Task goal — Starting at the line that contains "Localize blurred background." in the listing below, write out every line word for word until you have written the line that contains "Tag each window".

Data to examine —
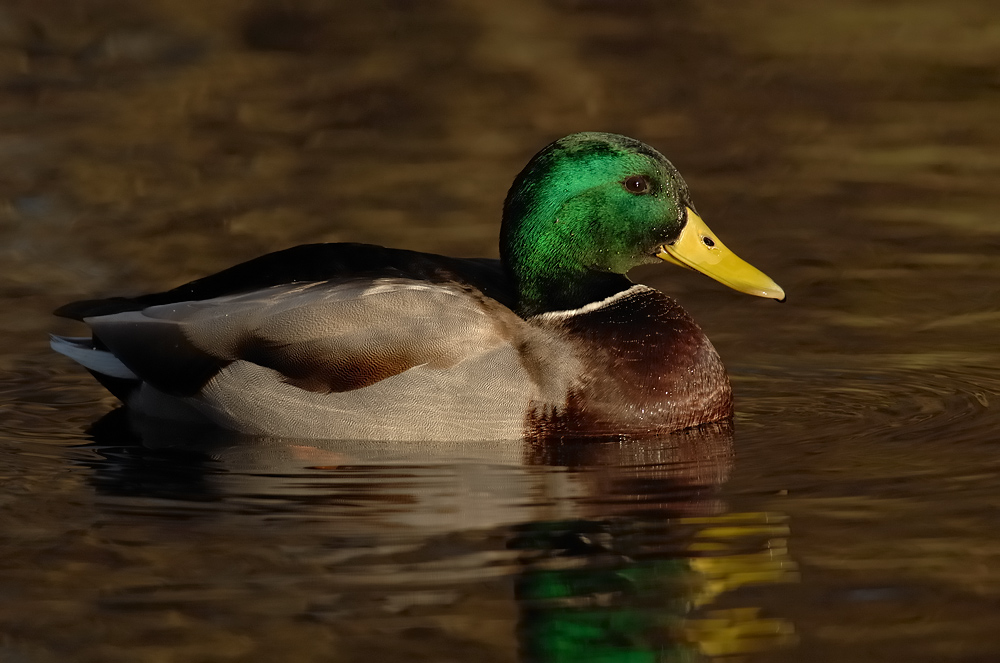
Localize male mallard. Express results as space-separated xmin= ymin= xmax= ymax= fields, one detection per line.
---
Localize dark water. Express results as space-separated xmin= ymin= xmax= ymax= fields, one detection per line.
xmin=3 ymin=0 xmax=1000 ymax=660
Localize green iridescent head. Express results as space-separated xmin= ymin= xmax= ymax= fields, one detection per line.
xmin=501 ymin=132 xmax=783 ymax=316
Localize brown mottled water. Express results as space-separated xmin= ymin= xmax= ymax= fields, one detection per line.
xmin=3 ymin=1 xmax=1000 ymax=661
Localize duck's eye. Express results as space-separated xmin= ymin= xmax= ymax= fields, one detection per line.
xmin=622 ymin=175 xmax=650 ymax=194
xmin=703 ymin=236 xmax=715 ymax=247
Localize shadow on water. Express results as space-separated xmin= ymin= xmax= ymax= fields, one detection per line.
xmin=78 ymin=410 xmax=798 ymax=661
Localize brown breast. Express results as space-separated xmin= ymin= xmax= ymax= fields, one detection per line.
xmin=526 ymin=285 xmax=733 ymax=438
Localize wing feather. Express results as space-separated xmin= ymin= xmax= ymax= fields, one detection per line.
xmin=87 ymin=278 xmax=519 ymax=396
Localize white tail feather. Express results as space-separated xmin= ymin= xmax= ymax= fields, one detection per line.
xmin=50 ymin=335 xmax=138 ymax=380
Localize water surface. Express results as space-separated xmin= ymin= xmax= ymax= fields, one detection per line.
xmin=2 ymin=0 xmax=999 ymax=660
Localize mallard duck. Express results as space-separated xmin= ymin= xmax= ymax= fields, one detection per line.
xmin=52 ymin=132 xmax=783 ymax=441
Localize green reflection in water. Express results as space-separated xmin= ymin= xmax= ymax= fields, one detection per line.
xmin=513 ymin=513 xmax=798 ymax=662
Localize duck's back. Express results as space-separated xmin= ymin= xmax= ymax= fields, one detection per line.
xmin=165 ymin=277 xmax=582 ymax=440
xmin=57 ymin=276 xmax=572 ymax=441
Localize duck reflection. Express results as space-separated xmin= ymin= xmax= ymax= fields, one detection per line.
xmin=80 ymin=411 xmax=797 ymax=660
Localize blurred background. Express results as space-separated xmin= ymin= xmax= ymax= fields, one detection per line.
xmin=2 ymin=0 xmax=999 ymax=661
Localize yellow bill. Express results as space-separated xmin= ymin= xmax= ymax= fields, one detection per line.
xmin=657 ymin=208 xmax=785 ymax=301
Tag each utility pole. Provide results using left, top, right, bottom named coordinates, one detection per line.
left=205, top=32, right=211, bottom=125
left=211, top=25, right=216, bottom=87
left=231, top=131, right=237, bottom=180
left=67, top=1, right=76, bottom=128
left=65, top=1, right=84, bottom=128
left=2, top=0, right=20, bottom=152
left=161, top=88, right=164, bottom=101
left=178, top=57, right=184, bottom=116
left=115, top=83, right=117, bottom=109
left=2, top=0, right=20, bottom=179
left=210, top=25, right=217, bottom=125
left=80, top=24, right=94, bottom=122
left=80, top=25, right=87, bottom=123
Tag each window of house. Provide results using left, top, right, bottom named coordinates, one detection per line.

Completed task —
Localize blurred background. Express results as space-separated xmin= ymin= xmax= ymax= fields, one detection per line.
xmin=2 ymin=0 xmax=999 ymax=661
Localize yellow bill. Express results as space-separated xmin= ymin= xmax= ymax= fields, one detection per line.
xmin=657 ymin=208 xmax=785 ymax=301
Tag each utility pole. Provide results using left, top, right, bottom named coordinates, one detection per line.
left=205, top=32, right=211, bottom=125
left=211, top=25, right=216, bottom=87
left=231, top=131, right=237, bottom=180
left=67, top=1, right=76, bottom=128
left=65, top=1, right=84, bottom=128
left=2, top=0, right=20, bottom=152
left=161, top=88, right=164, bottom=101
left=178, top=57, right=184, bottom=116
left=115, top=83, right=117, bottom=109
left=2, top=0, right=20, bottom=179
left=210, top=25, right=217, bottom=125
left=80, top=24, right=94, bottom=122
left=80, top=25, right=87, bottom=123
Tag each window of house. Provide results using left, top, right, bottom named coordinates, one detection per line.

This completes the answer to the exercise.